» **Textauszug**
Die Entwicklungen der vergangenen Monate bestätigen laut Schuchlenz, dass die niedrigen Insolvenzzahlen in den vergangenen eineinhalb Jahren vor allem den „staatlichen Eingriffen“ geschuldet waren – diese Förderungen liefen größtenteils mit Ende September 2021 aus. Experten hatten immer wieder darauf hingewiesen, dass sich manche Unternehmen mit den staatlichen CoV-Unterstützungsprogrammen über Wasser halten und die Insolvenzzahlen nach Beendigung der Maßnahmen wieder steigen würden.

» **Bereitgestellte Daten**
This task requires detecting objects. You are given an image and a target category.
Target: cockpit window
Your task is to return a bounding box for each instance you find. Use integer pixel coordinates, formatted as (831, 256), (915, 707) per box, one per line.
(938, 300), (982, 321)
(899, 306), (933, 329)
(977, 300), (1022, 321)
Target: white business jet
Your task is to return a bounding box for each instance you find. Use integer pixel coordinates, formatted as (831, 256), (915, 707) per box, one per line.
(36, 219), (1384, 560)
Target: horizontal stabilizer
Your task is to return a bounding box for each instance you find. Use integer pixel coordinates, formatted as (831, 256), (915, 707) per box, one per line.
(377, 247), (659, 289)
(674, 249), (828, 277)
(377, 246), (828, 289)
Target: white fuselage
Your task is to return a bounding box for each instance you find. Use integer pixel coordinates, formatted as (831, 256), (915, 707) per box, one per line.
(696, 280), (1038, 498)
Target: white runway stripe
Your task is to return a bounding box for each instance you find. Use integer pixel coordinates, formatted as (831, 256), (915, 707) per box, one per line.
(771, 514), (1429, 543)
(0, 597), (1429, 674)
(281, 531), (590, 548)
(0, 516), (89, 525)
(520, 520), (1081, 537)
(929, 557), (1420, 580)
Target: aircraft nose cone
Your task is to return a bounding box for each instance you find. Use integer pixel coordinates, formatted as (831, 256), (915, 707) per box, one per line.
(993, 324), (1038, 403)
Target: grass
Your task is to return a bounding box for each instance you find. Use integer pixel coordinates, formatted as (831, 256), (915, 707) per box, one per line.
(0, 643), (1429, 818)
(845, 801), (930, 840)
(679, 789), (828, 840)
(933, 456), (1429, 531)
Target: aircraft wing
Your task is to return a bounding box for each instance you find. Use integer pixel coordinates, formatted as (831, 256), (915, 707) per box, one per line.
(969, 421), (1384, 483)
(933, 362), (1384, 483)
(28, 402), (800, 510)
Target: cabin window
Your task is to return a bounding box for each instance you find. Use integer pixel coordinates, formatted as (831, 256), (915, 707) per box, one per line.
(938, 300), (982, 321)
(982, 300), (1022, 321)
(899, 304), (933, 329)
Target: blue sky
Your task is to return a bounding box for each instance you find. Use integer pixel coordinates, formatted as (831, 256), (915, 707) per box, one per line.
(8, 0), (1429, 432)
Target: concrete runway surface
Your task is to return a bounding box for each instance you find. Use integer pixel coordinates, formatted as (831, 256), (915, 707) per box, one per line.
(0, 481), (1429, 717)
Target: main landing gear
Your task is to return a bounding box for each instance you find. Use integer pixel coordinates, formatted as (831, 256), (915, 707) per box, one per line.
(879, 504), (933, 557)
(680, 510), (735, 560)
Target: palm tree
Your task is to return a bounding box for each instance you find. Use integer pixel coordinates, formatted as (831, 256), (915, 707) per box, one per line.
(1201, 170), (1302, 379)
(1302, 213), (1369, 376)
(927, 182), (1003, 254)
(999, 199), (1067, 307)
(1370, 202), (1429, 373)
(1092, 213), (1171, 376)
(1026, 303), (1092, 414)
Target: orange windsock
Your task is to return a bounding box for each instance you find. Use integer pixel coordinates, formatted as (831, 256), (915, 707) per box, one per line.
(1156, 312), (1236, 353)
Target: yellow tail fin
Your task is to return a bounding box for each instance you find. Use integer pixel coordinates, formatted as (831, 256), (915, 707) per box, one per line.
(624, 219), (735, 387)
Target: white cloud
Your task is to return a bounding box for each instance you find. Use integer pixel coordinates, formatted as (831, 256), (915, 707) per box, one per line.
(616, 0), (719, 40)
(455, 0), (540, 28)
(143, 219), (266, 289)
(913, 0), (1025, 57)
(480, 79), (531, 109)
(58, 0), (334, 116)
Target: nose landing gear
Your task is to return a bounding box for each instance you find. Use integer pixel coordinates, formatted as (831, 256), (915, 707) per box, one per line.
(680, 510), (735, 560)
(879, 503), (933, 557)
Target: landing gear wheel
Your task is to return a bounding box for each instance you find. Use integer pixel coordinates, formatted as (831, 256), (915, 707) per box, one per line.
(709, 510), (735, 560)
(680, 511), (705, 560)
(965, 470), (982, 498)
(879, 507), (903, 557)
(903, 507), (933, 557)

» **Zu beantwortende Fragen**
• a. Beantworten Sie anhand des Textauszugs:
(i) Wem waren die niedrigen Insolvenzzahlen der vergangenen eineinhalb Jahre laut Schuchlenz vor allem geschuldet?
(ii) Wann liefen die Förderungen größtenteils aus?
(iii) Was würde laut den Experten nach Beendigung der Maßnahmen mit den Insolvenzzahlen geschehen?
• b. Schreiben Sie aus dem Textauszug alles von „Die Entwicklungen der“ bis hinunter zu „wieder steigen würden.“ genau ab.
Die Daten haben mit dem Textauszug nichts zu tun.

» **Liste der Antworten**
• a.
(i) Den „staatlichen Eingriffen“.
(ii) Mit Ende September 2021.
(iii) Sie würden wieder steigen.

• b.
Die Entwicklungen der vergangenen Monate bestätigen laut Schuchlenz, dass die niedrigen Insolvenzzahlen in den vergangenen eineinhalb Jahren vor allem den „staatlichen Eingriffen“ geschuldet waren – diese Förderungen liefen größtenteils mit Ende September 2021 aus. Experten hatten immer wieder darauf hingewiesen, dass sich manche Unternehmen mit den staatlichen CoV-Unterstützungsprogrammen über Wasser halten und die Insolvenzzahlen nach Beendigung der Maßnahmen wieder steigen würden.